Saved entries

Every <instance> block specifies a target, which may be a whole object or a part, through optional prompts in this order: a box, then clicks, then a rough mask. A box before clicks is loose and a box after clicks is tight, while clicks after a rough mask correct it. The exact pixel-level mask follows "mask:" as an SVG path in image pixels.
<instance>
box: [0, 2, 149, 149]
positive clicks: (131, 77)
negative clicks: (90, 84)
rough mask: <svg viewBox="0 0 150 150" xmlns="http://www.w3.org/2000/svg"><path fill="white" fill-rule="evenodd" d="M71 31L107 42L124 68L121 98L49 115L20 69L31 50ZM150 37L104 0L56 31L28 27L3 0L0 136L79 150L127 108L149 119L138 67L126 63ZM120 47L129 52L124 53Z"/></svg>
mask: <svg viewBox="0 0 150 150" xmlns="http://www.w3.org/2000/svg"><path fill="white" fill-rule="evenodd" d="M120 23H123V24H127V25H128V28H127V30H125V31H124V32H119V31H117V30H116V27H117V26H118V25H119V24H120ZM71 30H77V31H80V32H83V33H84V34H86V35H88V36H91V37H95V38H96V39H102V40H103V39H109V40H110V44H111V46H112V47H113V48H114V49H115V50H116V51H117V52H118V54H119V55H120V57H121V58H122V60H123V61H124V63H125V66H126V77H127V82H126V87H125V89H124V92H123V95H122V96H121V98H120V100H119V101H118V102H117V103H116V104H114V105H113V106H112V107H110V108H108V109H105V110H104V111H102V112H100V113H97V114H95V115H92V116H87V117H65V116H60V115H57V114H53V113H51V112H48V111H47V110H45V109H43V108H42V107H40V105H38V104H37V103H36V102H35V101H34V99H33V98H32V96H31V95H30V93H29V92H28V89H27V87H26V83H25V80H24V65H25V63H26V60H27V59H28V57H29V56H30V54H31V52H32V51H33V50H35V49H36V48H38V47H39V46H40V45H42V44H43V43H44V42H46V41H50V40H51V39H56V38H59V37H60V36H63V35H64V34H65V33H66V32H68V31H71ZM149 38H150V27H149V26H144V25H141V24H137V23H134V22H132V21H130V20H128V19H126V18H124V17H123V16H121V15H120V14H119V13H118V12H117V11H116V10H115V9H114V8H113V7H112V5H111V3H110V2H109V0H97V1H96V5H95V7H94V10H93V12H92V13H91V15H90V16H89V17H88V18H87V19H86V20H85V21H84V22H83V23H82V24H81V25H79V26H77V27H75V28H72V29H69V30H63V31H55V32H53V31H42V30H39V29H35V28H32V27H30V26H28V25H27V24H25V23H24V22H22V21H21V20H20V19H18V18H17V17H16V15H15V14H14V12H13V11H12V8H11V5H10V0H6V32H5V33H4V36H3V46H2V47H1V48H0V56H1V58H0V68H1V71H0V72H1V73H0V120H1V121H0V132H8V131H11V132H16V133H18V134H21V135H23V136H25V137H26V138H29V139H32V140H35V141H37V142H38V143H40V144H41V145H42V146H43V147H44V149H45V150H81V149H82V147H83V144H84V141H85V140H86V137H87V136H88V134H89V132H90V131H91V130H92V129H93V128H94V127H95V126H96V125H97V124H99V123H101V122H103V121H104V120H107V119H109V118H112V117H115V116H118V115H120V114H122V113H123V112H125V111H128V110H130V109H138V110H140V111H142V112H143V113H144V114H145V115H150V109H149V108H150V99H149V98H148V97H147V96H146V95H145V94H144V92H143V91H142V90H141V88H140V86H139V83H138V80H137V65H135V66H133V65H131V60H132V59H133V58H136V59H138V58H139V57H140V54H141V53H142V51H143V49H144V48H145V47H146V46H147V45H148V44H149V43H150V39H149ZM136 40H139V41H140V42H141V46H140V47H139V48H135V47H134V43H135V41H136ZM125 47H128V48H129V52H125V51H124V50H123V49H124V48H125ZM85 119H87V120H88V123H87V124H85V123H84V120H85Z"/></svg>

HOW TO COMPLETE THIS TASK:
Retype the lines from the start of the records through the line containing "rough mask: <svg", including that line.

REPLY TO THE TASK:
Every <instance> block specifies a target, which may be a whole object or a part, through optional prompts in this order: a box, then clicks, then a rough mask. A box before clicks is loose and a box after clicks is tight, while clicks after a rough mask correct it. The exact pixel-level mask follows "mask:" as an SVG path in image pixels.
<instance>
box: [0, 2, 149, 149]
positive clicks: (131, 77)
negative clicks: (90, 84)
rough mask: <svg viewBox="0 0 150 150" xmlns="http://www.w3.org/2000/svg"><path fill="white" fill-rule="evenodd" d="M71 31L107 42L124 68L121 98L49 115L20 69L31 50ZM150 37L104 0L56 31L28 27L3 0L0 136L79 150L127 108L149 119L138 67L126 63ZM120 47L129 52L124 53Z"/></svg>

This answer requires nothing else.